**What you should do:** Reproduce verbatim the stretch of the data below, from its first line through the line containing "<point>312,178</point>", inclusive.

*****

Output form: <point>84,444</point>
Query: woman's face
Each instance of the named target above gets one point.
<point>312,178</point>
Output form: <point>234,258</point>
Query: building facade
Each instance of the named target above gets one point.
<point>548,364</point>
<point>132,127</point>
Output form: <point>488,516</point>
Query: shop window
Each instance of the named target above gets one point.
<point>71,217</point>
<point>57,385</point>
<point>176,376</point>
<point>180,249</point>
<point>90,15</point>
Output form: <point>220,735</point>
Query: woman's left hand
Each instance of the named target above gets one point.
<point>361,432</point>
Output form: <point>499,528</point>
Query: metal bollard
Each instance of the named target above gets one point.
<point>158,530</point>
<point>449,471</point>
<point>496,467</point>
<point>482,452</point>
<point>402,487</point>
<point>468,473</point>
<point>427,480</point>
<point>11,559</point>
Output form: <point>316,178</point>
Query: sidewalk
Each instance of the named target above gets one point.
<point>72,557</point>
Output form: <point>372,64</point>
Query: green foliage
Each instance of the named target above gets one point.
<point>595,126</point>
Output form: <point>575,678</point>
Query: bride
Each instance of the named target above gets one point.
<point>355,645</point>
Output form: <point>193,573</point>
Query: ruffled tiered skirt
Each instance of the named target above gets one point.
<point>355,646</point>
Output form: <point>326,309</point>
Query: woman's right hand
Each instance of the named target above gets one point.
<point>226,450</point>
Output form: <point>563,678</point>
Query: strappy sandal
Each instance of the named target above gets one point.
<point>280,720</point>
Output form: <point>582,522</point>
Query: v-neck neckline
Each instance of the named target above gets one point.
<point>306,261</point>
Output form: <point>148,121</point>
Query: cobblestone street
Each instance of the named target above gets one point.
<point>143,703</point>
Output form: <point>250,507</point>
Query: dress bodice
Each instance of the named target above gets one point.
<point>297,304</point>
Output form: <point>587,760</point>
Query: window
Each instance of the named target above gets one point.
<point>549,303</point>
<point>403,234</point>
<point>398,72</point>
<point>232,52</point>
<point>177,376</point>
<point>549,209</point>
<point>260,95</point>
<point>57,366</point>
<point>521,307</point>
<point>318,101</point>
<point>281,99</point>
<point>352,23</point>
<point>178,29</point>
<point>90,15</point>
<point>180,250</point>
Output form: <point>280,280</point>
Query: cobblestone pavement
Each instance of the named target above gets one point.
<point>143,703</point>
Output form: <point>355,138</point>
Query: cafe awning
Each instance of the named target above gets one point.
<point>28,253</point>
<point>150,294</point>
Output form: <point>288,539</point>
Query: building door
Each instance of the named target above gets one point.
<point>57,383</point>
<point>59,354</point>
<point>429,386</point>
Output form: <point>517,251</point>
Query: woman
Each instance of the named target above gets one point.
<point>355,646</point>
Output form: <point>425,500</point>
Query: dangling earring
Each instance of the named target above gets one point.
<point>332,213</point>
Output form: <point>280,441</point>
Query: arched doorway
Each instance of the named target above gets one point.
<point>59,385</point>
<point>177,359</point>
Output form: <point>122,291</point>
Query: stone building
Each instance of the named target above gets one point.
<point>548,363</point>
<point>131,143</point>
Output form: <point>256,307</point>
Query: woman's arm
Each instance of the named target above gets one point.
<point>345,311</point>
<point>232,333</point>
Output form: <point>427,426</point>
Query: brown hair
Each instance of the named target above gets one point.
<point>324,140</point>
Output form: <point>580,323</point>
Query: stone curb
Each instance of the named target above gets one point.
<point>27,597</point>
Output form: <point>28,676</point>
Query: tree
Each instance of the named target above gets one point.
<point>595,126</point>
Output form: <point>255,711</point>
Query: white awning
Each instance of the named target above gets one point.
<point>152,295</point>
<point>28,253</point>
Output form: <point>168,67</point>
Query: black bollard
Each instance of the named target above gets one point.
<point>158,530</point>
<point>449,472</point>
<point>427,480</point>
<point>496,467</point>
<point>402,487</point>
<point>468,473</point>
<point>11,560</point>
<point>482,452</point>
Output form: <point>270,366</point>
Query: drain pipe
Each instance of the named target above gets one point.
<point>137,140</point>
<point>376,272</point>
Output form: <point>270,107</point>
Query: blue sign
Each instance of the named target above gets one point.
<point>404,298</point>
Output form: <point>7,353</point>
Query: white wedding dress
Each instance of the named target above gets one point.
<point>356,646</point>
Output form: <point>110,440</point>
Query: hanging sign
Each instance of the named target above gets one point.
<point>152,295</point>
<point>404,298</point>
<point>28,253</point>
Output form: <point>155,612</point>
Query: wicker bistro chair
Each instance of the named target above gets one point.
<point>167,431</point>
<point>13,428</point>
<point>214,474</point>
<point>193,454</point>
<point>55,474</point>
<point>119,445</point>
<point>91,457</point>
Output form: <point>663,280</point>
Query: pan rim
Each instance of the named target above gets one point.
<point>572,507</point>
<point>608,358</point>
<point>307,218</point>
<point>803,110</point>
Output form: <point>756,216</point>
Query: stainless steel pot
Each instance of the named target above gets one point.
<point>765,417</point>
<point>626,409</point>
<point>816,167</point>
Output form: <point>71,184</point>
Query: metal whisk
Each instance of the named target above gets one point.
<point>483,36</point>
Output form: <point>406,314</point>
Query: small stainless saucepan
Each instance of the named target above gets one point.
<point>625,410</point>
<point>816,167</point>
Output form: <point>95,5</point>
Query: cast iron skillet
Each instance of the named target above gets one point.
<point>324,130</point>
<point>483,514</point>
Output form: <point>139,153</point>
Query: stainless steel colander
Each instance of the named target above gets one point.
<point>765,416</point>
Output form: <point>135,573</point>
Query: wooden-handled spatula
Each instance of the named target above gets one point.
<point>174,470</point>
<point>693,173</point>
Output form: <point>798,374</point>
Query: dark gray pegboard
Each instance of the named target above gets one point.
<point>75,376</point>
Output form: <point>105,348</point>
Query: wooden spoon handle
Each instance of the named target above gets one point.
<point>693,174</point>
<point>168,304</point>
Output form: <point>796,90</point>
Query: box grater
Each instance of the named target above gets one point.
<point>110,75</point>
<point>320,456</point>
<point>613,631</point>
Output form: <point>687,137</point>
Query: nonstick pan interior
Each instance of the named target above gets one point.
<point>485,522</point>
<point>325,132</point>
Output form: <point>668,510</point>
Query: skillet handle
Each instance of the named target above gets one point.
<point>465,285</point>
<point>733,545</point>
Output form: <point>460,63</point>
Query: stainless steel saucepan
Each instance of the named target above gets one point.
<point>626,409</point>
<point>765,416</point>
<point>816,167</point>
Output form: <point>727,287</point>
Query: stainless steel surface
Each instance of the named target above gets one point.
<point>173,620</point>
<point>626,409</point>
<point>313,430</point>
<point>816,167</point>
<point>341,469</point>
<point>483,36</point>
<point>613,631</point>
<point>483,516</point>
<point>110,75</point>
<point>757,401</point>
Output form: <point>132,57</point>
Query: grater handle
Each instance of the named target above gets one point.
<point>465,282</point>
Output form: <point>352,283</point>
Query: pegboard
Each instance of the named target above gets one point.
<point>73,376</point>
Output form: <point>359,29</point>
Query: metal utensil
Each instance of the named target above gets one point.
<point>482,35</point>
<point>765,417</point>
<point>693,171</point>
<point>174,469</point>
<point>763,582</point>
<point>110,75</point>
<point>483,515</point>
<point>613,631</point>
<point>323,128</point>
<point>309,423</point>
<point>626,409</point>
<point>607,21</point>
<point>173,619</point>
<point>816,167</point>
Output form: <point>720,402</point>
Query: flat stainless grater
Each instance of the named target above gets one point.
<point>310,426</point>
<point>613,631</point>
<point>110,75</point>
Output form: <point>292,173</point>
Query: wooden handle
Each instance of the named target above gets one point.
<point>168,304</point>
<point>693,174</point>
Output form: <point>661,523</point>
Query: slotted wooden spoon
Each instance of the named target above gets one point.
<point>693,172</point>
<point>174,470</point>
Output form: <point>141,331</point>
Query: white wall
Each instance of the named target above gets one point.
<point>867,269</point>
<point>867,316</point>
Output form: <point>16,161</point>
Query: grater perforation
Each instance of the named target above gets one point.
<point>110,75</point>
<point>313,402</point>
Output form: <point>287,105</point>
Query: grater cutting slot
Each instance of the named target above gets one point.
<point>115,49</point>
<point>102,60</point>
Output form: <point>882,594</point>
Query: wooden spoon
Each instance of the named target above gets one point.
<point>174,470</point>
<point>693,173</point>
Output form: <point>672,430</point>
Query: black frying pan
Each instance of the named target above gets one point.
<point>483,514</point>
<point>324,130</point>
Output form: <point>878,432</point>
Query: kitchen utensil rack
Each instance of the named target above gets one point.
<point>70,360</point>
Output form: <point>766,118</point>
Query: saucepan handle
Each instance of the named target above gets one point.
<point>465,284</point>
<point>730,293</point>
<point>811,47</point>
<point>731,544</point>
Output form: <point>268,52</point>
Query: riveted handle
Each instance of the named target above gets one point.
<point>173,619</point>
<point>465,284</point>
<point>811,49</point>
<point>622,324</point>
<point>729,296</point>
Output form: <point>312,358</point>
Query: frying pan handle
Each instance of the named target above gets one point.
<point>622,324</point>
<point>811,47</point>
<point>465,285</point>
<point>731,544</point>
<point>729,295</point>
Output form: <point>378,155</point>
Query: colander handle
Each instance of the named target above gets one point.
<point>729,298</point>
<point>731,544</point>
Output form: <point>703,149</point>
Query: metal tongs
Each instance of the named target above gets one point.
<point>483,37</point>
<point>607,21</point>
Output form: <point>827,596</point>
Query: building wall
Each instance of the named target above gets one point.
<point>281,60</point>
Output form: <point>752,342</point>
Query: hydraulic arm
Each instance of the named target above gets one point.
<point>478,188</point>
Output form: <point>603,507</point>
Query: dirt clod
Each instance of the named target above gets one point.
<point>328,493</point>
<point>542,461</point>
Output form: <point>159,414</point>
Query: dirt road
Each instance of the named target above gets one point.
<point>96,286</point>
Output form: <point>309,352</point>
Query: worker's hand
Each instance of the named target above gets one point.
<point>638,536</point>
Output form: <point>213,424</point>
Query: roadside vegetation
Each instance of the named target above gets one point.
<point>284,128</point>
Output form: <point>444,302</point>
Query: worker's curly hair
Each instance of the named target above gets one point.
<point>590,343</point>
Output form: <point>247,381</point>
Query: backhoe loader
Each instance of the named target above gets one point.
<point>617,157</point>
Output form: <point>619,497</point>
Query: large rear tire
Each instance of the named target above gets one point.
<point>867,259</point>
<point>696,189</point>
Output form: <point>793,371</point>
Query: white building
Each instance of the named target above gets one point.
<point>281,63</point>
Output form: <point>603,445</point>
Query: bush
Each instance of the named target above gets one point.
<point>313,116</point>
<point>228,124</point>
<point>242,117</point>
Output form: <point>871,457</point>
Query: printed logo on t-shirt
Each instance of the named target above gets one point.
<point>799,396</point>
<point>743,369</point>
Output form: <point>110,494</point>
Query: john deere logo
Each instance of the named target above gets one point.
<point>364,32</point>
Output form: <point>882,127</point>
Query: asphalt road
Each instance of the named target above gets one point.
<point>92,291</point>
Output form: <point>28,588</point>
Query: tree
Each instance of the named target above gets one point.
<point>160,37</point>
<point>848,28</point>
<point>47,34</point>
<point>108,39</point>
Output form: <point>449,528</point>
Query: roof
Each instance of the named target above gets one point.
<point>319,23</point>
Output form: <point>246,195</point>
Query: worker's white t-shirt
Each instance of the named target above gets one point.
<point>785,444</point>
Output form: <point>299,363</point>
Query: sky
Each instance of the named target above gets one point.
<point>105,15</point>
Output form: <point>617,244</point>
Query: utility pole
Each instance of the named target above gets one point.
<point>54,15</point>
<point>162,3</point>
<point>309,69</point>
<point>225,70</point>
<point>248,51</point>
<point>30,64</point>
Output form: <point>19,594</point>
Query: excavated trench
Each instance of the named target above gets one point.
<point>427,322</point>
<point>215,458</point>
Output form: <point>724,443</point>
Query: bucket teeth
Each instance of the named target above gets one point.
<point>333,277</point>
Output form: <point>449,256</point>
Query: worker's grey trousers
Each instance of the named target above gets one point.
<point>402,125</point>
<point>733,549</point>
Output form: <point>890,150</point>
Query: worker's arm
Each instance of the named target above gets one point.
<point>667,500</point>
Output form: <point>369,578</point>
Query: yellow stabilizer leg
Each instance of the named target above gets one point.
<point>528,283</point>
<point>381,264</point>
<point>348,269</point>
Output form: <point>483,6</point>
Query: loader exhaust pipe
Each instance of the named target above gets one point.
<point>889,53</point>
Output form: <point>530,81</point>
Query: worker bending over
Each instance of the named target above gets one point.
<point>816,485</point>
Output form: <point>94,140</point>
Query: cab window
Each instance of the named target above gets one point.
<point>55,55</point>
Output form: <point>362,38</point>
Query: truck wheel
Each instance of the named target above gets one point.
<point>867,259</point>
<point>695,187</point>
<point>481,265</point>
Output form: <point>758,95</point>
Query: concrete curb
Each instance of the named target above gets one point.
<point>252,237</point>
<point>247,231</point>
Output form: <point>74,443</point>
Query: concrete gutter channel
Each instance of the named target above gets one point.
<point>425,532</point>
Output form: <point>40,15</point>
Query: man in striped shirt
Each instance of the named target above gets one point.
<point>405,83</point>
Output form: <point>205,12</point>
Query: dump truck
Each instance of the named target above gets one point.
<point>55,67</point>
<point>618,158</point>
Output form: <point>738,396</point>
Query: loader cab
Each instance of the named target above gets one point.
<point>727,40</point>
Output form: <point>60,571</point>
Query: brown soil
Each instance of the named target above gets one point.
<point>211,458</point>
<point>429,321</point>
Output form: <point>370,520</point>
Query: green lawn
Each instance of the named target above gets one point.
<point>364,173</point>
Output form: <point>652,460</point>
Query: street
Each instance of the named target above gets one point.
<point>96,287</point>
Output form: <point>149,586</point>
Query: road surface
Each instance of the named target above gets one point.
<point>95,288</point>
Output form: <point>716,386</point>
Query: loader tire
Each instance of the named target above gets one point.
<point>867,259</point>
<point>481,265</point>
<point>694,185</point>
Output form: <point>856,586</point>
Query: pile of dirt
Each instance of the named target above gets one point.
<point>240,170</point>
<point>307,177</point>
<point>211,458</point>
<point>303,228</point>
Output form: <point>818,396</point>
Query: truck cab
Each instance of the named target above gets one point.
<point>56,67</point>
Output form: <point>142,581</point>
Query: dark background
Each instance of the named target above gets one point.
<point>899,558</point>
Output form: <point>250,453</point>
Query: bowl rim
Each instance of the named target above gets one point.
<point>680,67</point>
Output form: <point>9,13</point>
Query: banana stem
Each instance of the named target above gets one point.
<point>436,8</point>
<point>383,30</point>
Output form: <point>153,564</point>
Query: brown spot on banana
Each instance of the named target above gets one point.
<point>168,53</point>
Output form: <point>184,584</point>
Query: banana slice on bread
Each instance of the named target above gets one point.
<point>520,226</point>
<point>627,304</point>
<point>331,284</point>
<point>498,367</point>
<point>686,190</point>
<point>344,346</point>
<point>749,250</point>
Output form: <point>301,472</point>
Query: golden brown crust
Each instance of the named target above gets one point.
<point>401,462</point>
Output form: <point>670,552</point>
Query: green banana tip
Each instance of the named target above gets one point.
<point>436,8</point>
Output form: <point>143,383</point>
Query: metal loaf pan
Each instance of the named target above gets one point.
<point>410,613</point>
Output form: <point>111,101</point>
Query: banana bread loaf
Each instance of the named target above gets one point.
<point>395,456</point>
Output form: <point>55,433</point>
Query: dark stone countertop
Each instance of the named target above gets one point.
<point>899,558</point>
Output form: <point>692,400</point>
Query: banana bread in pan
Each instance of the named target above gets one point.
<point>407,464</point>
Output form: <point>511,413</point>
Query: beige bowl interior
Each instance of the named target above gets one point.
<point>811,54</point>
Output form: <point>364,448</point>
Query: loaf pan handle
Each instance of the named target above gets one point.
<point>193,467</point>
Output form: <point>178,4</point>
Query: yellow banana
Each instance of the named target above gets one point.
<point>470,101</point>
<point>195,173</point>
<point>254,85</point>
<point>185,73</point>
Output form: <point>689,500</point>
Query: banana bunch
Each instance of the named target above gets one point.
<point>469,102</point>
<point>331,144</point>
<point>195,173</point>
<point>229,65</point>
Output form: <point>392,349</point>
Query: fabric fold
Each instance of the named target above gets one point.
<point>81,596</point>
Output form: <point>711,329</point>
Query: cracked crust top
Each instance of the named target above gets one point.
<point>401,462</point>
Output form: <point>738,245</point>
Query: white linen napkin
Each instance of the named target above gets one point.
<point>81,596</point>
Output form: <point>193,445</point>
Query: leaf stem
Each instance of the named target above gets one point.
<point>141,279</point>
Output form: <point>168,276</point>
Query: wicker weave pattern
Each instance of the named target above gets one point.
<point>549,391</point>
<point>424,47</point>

*****

**Result for this task:**
Output form: <point>84,444</point>
Query: woman's face
Each instance of the named target above gets one point.
<point>312,178</point>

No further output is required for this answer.